* TASK TO COMPLETE: Draw out every line with the word "grass" from the listing below.

* RECORDS TO USE:
━━━━━━━━━━━━━━━━

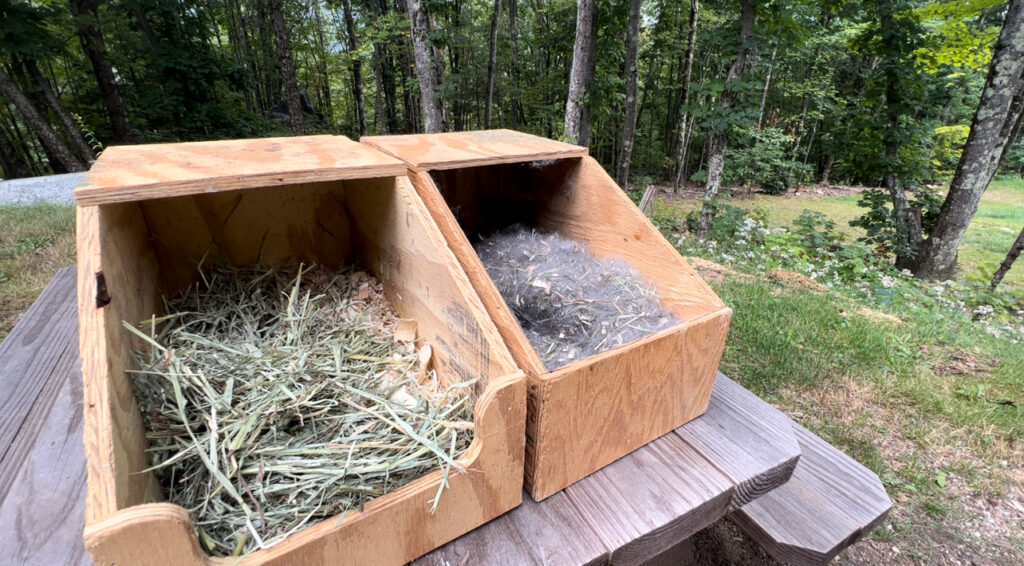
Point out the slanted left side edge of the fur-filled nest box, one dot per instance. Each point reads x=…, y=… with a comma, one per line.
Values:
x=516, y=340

━━━━━━━━━━━━━━━━

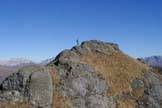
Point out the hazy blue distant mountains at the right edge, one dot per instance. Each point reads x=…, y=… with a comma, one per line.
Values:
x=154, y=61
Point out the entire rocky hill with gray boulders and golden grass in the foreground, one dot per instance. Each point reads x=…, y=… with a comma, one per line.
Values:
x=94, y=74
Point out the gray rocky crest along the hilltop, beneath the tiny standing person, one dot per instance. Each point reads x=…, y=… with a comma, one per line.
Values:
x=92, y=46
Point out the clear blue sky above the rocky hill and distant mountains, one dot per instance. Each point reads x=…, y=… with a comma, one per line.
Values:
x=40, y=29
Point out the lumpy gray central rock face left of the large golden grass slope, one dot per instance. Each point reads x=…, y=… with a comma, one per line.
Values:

━━━━━━━━━━━━━━━━

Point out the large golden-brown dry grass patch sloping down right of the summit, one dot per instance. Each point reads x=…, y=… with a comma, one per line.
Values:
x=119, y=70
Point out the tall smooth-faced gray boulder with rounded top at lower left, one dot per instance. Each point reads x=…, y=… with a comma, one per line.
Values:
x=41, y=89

━━━━━━━━━━━━━━━━

* FINAL ANSWER:
Point out the entire rocky hill with gray boulders and golden grass in the foreground, one dot per instance. Each point reads x=…, y=… with a comma, one per line.
Point out the lumpy gray central rock face left of the large golden grass slope, one dot per instance. Each point reads x=…, y=… with a comma, one per line.
Point out the large golden-brown dry grass patch sloping down right of the summit, one dot per instance. Each point reads x=…, y=… with a comma, one per line.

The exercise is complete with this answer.